# Directions
Which lines of the data contain the string "mountain"? Copy every one of them.

[Given information]

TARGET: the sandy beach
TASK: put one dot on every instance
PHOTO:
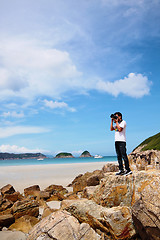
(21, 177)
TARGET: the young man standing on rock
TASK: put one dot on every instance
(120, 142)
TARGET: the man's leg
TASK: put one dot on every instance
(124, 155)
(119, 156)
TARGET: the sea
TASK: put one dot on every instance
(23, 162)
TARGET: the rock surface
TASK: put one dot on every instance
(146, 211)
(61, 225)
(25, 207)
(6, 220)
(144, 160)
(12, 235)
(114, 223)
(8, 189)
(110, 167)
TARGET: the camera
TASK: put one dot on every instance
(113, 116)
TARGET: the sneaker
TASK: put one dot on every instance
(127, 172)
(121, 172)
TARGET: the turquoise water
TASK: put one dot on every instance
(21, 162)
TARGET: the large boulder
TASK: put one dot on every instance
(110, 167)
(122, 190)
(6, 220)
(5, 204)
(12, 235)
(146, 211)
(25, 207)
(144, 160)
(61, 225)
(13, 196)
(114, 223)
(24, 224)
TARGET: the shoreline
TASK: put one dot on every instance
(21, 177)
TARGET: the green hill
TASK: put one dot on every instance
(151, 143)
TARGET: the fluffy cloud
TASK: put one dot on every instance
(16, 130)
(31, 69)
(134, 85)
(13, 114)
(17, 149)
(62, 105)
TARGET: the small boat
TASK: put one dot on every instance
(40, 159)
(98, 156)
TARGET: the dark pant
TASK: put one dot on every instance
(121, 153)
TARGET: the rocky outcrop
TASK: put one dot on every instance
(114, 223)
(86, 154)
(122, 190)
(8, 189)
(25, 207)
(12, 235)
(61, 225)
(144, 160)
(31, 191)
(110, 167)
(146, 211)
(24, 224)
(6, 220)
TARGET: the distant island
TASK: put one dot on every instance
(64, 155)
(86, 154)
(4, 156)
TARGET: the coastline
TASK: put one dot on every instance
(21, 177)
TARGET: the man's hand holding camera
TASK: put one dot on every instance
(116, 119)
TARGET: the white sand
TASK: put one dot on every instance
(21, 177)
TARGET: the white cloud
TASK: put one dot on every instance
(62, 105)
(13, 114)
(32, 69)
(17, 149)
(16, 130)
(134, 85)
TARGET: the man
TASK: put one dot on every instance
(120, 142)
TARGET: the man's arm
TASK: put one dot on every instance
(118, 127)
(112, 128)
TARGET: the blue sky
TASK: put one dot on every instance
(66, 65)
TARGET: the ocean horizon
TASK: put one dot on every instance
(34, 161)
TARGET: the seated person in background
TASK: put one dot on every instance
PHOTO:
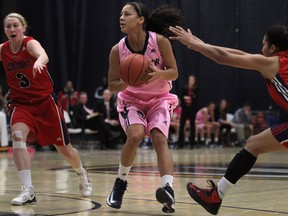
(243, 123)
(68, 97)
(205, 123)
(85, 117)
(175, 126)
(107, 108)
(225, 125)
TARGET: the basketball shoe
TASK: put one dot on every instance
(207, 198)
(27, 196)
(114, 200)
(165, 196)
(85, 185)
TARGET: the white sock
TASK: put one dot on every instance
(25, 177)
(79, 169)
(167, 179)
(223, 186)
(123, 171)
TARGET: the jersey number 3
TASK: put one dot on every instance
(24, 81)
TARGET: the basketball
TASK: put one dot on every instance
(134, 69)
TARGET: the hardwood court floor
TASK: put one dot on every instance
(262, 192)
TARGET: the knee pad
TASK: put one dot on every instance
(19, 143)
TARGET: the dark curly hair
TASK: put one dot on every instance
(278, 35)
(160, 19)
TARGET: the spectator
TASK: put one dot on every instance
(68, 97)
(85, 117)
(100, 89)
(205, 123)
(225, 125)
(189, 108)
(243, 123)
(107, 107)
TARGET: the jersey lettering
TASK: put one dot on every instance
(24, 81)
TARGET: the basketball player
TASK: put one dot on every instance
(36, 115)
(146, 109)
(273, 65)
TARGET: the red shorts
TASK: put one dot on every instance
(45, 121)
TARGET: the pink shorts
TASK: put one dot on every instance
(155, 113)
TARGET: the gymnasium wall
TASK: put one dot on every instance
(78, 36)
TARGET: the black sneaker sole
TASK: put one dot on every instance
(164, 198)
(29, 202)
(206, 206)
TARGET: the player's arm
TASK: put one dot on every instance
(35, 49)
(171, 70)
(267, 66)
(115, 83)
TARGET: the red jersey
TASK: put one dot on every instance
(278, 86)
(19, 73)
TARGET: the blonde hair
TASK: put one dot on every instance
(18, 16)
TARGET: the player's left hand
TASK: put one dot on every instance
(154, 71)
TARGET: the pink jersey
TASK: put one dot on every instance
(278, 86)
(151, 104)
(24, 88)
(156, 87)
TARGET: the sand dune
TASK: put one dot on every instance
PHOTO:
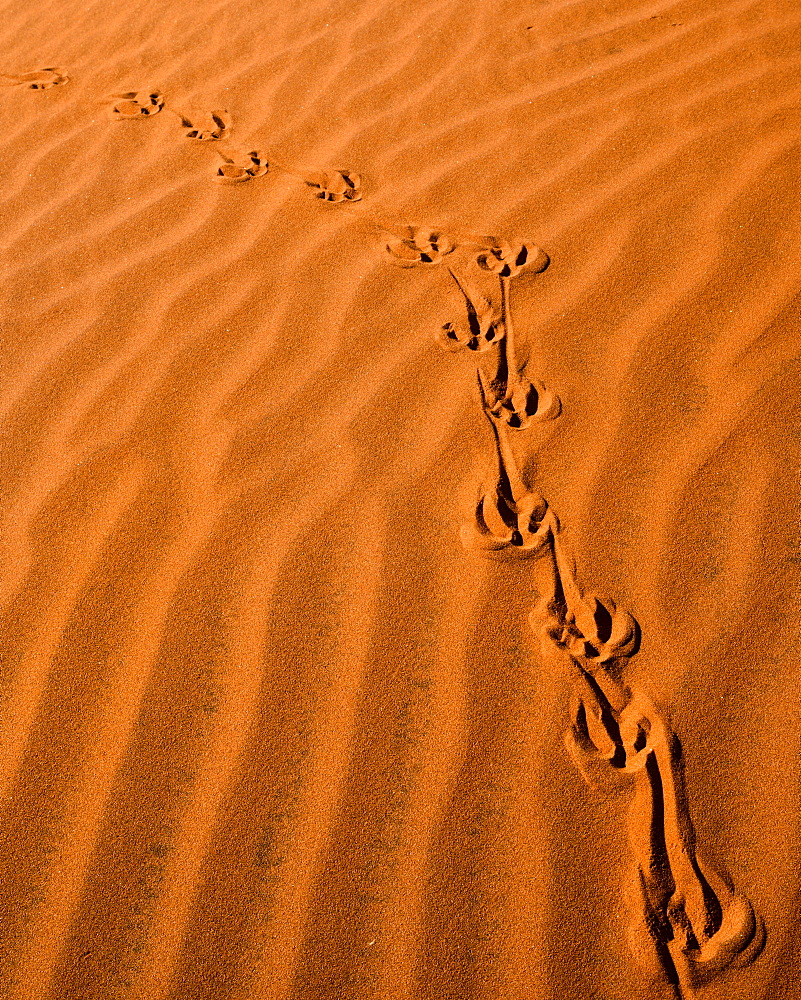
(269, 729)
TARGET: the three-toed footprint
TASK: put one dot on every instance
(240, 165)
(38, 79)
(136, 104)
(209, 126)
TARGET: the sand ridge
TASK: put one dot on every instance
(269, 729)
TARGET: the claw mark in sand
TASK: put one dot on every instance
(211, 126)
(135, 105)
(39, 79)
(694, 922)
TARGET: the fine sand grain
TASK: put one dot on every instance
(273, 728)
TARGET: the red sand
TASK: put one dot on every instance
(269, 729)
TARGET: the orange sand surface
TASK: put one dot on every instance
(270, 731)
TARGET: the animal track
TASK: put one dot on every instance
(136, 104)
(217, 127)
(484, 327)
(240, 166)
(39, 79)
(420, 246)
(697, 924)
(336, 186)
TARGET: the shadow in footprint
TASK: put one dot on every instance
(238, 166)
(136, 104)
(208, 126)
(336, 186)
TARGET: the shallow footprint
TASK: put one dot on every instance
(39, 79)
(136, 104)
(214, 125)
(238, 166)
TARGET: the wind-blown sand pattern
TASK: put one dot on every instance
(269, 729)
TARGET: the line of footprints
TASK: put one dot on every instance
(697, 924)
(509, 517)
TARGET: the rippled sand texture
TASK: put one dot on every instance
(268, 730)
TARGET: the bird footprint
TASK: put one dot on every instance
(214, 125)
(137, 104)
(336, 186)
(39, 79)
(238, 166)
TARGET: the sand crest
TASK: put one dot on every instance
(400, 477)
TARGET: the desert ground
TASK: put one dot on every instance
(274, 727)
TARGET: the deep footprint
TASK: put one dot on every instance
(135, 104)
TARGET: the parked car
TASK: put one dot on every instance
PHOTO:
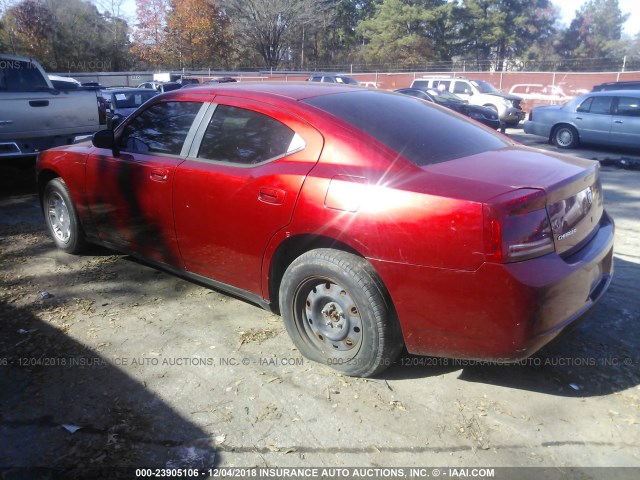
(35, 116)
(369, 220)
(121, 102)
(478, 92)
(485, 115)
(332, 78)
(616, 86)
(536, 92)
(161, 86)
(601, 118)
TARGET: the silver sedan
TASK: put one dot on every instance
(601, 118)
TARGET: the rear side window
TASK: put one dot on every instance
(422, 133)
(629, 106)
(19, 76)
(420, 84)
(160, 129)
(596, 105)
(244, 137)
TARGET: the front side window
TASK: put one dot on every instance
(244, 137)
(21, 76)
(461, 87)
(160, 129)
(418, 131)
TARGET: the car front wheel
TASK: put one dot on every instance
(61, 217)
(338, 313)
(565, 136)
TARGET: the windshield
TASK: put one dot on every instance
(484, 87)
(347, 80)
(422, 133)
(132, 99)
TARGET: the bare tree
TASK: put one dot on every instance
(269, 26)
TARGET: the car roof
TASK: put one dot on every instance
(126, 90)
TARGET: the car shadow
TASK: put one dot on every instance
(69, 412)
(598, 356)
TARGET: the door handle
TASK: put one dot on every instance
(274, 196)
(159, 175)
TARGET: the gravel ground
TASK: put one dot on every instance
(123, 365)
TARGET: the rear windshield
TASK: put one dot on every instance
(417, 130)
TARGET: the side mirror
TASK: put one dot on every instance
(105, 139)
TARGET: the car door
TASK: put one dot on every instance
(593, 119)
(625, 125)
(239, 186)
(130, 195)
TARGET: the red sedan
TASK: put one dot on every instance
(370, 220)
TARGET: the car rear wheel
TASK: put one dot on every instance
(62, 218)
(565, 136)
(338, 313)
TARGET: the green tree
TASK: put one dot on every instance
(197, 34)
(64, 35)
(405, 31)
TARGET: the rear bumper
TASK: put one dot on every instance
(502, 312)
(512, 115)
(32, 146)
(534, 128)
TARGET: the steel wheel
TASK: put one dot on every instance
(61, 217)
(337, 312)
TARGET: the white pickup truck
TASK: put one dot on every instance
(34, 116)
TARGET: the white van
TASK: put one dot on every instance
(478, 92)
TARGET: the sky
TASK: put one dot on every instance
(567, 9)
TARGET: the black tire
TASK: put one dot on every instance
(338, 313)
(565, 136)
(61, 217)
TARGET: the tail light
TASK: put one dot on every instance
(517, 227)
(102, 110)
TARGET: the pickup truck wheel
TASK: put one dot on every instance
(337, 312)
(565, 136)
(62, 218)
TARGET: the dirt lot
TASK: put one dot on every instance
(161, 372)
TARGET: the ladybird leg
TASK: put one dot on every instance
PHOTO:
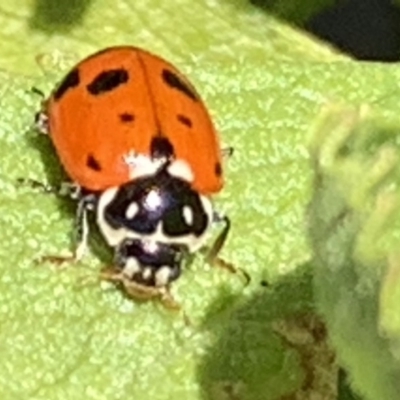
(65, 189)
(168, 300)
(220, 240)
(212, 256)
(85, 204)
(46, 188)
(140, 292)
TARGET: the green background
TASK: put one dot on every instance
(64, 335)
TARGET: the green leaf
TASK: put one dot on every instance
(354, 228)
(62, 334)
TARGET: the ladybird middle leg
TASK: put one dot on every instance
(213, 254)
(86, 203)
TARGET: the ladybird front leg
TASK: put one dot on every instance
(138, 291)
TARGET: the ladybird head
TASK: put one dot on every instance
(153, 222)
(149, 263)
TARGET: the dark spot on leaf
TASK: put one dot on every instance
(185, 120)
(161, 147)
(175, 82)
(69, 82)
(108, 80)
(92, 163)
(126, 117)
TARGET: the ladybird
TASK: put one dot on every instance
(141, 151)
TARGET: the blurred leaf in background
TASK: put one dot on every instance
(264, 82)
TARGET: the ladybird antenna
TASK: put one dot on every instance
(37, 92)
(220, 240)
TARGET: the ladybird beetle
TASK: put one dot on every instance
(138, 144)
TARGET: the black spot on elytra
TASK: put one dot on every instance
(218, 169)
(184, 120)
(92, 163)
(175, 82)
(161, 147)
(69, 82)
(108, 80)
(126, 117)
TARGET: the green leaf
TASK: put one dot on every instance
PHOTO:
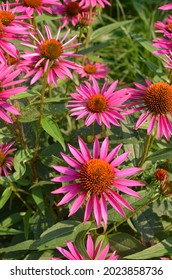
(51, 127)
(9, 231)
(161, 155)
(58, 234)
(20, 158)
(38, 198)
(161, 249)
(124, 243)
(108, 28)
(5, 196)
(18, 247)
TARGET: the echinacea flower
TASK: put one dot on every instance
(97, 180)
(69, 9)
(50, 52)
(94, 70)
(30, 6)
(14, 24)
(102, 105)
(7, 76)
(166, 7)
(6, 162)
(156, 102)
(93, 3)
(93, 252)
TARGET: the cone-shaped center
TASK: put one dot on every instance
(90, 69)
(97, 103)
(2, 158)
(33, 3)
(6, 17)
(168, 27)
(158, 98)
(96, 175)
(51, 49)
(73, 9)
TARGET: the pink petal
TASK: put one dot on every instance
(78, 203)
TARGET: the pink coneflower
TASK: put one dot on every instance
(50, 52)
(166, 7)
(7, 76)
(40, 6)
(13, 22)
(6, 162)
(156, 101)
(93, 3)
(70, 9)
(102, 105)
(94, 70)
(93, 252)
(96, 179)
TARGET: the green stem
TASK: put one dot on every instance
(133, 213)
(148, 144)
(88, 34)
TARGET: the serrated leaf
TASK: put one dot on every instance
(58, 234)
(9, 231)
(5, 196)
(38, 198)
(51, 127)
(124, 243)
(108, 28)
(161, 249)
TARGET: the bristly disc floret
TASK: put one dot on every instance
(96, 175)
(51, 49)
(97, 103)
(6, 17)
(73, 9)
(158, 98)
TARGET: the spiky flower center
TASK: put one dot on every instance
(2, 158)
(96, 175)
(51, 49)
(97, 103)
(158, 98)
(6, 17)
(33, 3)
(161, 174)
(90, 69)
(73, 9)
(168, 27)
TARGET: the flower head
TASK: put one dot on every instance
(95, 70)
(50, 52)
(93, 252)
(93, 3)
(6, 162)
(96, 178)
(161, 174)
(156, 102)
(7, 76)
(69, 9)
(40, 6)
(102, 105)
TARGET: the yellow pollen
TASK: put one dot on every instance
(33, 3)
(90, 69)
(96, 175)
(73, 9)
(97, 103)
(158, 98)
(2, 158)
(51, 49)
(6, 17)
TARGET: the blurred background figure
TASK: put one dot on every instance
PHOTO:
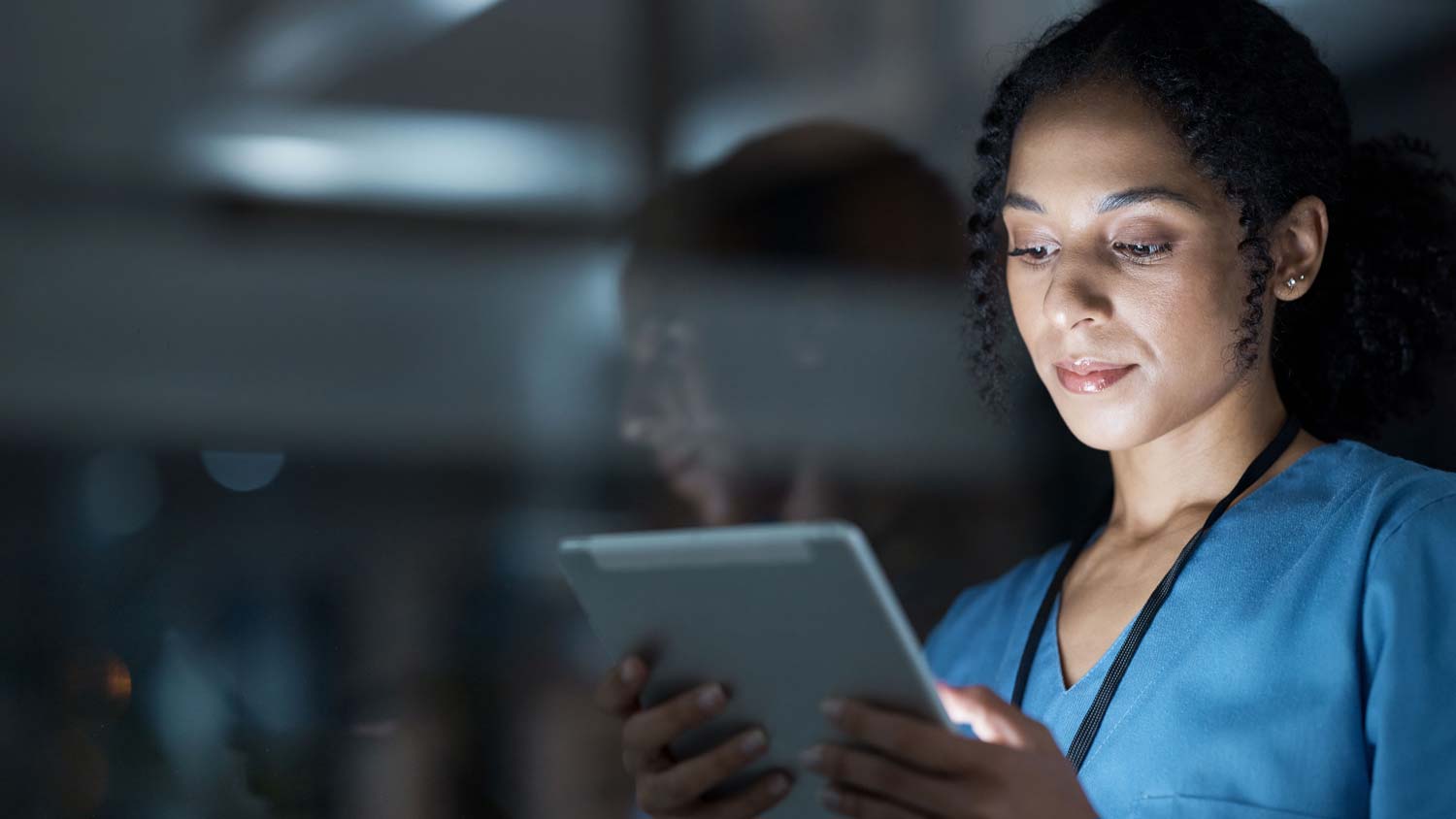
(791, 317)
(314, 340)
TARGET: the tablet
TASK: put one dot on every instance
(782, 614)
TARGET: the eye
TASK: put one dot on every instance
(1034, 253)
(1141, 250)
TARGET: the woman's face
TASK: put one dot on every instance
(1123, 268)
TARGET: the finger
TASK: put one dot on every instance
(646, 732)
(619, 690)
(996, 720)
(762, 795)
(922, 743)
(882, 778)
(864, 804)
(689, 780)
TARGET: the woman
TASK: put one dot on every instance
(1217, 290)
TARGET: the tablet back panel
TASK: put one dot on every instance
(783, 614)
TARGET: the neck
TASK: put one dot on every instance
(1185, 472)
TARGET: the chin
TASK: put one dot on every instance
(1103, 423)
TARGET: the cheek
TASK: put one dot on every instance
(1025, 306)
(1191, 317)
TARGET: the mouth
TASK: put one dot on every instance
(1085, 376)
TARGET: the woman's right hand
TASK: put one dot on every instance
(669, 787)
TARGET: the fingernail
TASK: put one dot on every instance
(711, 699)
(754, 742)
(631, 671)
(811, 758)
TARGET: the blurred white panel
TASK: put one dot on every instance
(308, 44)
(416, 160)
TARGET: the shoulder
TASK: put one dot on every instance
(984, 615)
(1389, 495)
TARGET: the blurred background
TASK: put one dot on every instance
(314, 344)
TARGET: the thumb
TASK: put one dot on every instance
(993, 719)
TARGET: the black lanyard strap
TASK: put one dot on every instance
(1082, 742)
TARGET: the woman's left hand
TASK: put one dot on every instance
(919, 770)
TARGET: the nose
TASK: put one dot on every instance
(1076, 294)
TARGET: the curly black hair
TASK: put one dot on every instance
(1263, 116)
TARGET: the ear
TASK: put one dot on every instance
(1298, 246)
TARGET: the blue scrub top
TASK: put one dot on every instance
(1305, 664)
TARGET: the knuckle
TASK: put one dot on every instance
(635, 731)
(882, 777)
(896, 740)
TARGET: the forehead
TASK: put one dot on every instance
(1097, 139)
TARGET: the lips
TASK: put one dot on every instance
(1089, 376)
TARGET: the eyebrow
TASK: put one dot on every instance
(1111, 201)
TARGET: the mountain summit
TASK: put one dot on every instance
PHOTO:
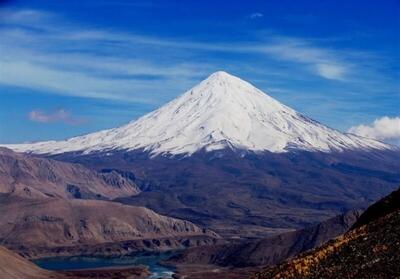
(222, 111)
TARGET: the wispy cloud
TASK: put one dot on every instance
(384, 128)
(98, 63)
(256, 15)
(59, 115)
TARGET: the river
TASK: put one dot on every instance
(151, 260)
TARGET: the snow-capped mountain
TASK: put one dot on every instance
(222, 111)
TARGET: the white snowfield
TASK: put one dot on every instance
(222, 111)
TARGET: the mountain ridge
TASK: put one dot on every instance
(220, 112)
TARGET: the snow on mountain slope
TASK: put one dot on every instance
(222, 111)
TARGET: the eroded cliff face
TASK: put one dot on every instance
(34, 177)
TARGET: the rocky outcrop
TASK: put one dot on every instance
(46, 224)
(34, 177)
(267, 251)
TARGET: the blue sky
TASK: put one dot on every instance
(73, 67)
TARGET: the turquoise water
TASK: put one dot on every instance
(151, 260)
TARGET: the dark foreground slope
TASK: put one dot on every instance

[/Given information]

# Output
TARGET: the mountain summit
TARGET: the snow-capped mountain
TARGET: the mountain ridge
TARGET: the snow on mountain slope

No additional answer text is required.